◆ Source extract:
··········

# once again, rear end...



## PONTIACBEN (May 6, 2006)

So tax return time is coming, and since i cant seem to find a complete used rear end,and i will have some extra $$$, i have started to look at new problem is, im not sure what carriers are going to work with my rear. None of the catalogs i have or websites i have visited specify that a particular carrier will work for B O P rear ends. Just 10 or 12 bolt chevy.
So back for your help i come. Surely someone else has replaced the stock 256 geared open carrier on a 69 with a brand new posi carrier and 323 or 355 gears. Any help with part #s or good websites or catalogs would be GREATLY appreciated!!!


----------



## 05GTO (Oct 6, 2004)

My 67 has a tpe c 12 bolt that was rebuilt last year, I purchased the ring and pinion and posi gears from these guys, 

Randy's Ring & Pinion

You should be able to convert your 10 bolt open differential to a 3.55 posi.


----------



## Rukee (Feb 8, 2007)

You should be able to call someone like Jeg`s or Summit and they should be able to fix you right up with a limited slip or posi carrier and whatever gear ratio you want. I know Summit has whole axle assemblies too, you`ll have to call and ask if they`ll fit your application.


----------

··········

◆ Jobs:
A – Answer these from the rear end thread, one line each:
(i) What gear ratios does PONTIACBEN want with the new posi carrier?
(ii) From whom did 05GTO buy the ring and pinion and posi gears?
(iii) Which two companies does Rukee suggest calling?
B – In the rear end thread, turn the paragraph beginning "You should be able to call someone like" into a short bulleted list that keeps its main facts.
C – Reproduce everything in the rear end thread from "So back for" down to "be GREATLY appreciated!!!".
You won't need the records for any of this.

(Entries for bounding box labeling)
··········

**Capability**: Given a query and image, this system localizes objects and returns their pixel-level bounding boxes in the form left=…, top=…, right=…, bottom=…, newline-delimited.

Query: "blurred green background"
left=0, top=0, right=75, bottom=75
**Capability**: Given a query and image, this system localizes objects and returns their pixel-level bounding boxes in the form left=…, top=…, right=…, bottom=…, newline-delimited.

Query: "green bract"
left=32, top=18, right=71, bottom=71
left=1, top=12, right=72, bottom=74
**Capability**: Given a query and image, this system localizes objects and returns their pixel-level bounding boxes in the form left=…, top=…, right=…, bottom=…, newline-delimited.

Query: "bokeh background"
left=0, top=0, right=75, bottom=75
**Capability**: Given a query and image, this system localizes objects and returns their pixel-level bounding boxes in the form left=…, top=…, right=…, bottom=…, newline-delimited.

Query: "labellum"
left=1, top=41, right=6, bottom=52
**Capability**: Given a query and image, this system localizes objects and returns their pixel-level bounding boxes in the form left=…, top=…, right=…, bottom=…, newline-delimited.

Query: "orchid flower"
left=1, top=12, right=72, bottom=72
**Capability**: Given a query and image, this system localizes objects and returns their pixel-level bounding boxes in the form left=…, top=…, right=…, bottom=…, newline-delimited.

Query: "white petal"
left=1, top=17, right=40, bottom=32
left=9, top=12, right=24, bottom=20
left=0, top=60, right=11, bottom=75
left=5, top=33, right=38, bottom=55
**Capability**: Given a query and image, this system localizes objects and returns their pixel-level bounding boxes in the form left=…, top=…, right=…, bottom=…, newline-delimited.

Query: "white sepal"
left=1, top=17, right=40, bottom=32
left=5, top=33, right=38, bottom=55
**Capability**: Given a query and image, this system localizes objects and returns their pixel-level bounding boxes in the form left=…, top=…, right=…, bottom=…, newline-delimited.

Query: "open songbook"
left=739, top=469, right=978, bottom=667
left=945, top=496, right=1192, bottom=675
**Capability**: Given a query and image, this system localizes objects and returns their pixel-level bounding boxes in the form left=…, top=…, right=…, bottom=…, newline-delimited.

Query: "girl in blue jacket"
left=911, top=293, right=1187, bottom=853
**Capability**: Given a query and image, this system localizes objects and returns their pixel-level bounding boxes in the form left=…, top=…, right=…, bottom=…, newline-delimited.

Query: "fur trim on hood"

··········

◆ Outputs by task:
A –
(i) 323 or 355
(ii) Randy's Ring & Pinion
(iii) Jeg's and Summit

B –
- Call a supplier such as Jeg's or Summit.
- They should be able to provide a limited slip or posi carrier with any gear ratio you want.
- Summit also has whole axle assemblies; call and ask whether they'll fit your application.

C –
So back for your help i come. Surely someone else has replaced the stock 256 geared open carrier on a 69 with a brand new posi carrier and 323 or 355 gears. Any help with part #s or good websites or catalogs would be GREATLY appreciated!!!